__Written instruction__. Update all of the rows below by replacing "photograph" with "image" and leaving everything else unchanged. Leave the pictures out of your answer.

——————

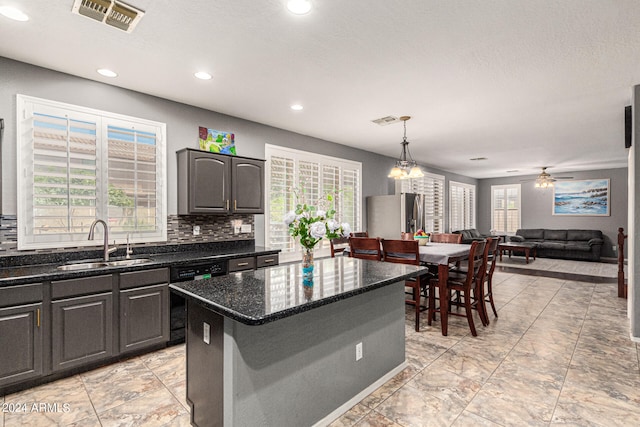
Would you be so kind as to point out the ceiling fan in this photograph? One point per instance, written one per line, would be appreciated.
(544, 179)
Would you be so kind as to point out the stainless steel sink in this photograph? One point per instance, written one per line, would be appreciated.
(83, 266)
(126, 262)
(102, 264)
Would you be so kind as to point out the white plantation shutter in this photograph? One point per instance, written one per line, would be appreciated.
(81, 164)
(431, 186)
(505, 208)
(462, 206)
(288, 170)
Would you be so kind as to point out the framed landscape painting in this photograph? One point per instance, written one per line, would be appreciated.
(587, 197)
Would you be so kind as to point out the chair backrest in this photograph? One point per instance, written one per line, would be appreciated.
(446, 238)
(400, 251)
(365, 248)
(491, 254)
(477, 265)
(338, 245)
(359, 234)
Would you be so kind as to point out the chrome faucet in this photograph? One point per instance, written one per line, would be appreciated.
(107, 249)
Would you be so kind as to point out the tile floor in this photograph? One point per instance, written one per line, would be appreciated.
(559, 354)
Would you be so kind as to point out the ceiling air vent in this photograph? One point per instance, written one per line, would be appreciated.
(111, 12)
(386, 120)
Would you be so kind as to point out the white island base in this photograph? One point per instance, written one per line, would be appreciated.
(296, 371)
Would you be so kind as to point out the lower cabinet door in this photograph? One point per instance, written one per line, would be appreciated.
(20, 343)
(144, 317)
(81, 330)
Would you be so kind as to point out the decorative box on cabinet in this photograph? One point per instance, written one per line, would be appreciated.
(210, 183)
(20, 333)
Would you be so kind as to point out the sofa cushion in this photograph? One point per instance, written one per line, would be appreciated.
(531, 233)
(555, 234)
(550, 244)
(577, 246)
(584, 234)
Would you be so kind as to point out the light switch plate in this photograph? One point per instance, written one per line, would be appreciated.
(206, 332)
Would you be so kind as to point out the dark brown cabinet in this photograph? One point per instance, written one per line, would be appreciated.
(211, 183)
(144, 309)
(20, 343)
(21, 333)
(82, 330)
(81, 321)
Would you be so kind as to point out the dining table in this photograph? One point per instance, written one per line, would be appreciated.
(442, 255)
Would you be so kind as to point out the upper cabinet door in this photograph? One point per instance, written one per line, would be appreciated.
(247, 184)
(203, 183)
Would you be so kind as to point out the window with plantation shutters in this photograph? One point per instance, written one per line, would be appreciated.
(505, 208)
(81, 164)
(462, 206)
(431, 186)
(311, 176)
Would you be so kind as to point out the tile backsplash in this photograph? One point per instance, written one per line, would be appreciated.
(213, 228)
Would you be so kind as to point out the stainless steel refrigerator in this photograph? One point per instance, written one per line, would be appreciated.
(388, 216)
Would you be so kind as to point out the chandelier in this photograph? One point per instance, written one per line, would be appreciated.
(405, 167)
(544, 180)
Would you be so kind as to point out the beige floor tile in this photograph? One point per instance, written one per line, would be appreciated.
(352, 416)
(467, 419)
(61, 402)
(445, 386)
(374, 419)
(155, 408)
(408, 407)
(119, 383)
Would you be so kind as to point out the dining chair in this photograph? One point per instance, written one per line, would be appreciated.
(491, 255)
(467, 284)
(359, 234)
(365, 248)
(446, 238)
(338, 245)
(407, 252)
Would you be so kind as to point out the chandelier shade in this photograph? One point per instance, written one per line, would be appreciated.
(405, 167)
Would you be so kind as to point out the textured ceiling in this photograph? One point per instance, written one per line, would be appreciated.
(525, 84)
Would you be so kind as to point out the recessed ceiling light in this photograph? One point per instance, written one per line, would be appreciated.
(299, 7)
(13, 13)
(107, 73)
(202, 75)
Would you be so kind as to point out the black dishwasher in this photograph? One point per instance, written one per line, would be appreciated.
(182, 273)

——————

__Response to this exercise__.
Would you be so kind as to point out the ceiling fan in this image? One point per instance, written one per line, would be appreciated.
(544, 179)
Would you be so kind as to point out the stainless steel sink in this image? One point per instance, written one per line, would be appreciated.
(83, 266)
(126, 262)
(102, 264)
Would you be so kind as to point out the white plantation shutter in this image? One point per instance, written one per line, would be appreciated.
(81, 164)
(431, 186)
(505, 208)
(462, 206)
(288, 170)
Would you be so kind as to point out the framed landscape painting in this image? One point per instance, written one per line, would be appreciated.
(587, 197)
Would you be so kind as to point out the chair backrest in this image? One point per instance, written one per line, would be appreciated.
(446, 238)
(400, 251)
(365, 248)
(491, 254)
(477, 265)
(338, 245)
(359, 234)
Would you be so kind as to point out the chrome faucet in this image? One point per instance, written one per line, would be appreciated.
(107, 249)
Would you be so kind as to point out the tile floor in this image? One point per instance, written one per line, would be appreciated.
(559, 354)
Would you be so kind as to point out the ceiling air vent in this image? One point per instance, written one per line, would be appreciated.
(111, 12)
(386, 120)
Would you be so kind as to point out the white island base in this image? One point per instance, written one per line, would be appreciated.
(296, 371)
Would you be so kind as to point out the lower cabinet door in this image? One point per instance, written one per line, would be appreciated.
(20, 343)
(144, 317)
(81, 330)
Would you be so kind as to point out the decorative box on cabinet in this image? One point per instance, written one per line, would be appreciated.
(210, 183)
(20, 333)
Would you be so kind as to point out the sofa cushion in this image? One point per instance, written one per line, would be appreciated.
(531, 233)
(555, 234)
(550, 244)
(577, 246)
(584, 234)
Would you be so kind as to point out the light switch plate in this image? One point per instance, written one per line, would be appreciated.
(206, 332)
Would you be so kind as to point out the dark brown cabinet in this image? One point per instance, written one per line, would be appreciated.
(211, 183)
(144, 309)
(20, 343)
(21, 333)
(82, 330)
(81, 321)
Would you be so kind as to point out the dining table in this image? One point per instance, written one per line, would be appreciated.
(442, 255)
Would you be so kind as to point out the upper cabinet door in this image? One point per instance, written one per line, would be appreciated.
(247, 184)
(203, 183)
Would you be so kind as to point out the window with plantation shutters in this image? One point per instance, written one per line, would be appreciated.
(505, 208)
(81, 164)
(462, 206)
(431, 186)
(311, 176)
Would you be so kind as to point out the tile backsplash in this image? One point per instance, written one per line, would be appreciated.
(213, 228)
Would you be so kind as to point out the stainless steel refrigerator in this image? One point per instance, written one per line, would be appreciated.
(388, 216)
Would you be so kind as to point out the chandelier in this image? One point per instance, written one per line, would be appreciated.
(405, 167)
(544, 180)
Would you be so kind as to point out the beige floor tile in this image? One point per instance, written one per line, would be appreciated.
(352, 416)
(467, 419)
(61, 402)
(445, 386)
(374, 419)
(155, 408)
(408, 407)
(119, 383)
Would you be so kind as to point out the dining chair in this image? One point per instance, written one per line, would be appreciated.
(491, 255)
(467, 284)
(359, 234)
(365, 248)
(446, 238)
(338, 245)
(407, 252)
Would you be so kind as to point out the chandelier shade in this image? One point per instance, written one per line, would be appreciated.
(405, 167)
Would you be so kind as to point out the textured ceiling in this image? One point per instance, written one per line, would be appreciated.
(525, 84)
Would you be so kind as to point out the recessed ceiling light in this image? One point per instance, written one per line, would be appreciated.
(299, 7)
(13, 13)
(107, 73)
(202, 75)
Would you be so kind as to point out the black dishwasher in this image? One point per instance, written one per line, would be appreciated.
(182, 273)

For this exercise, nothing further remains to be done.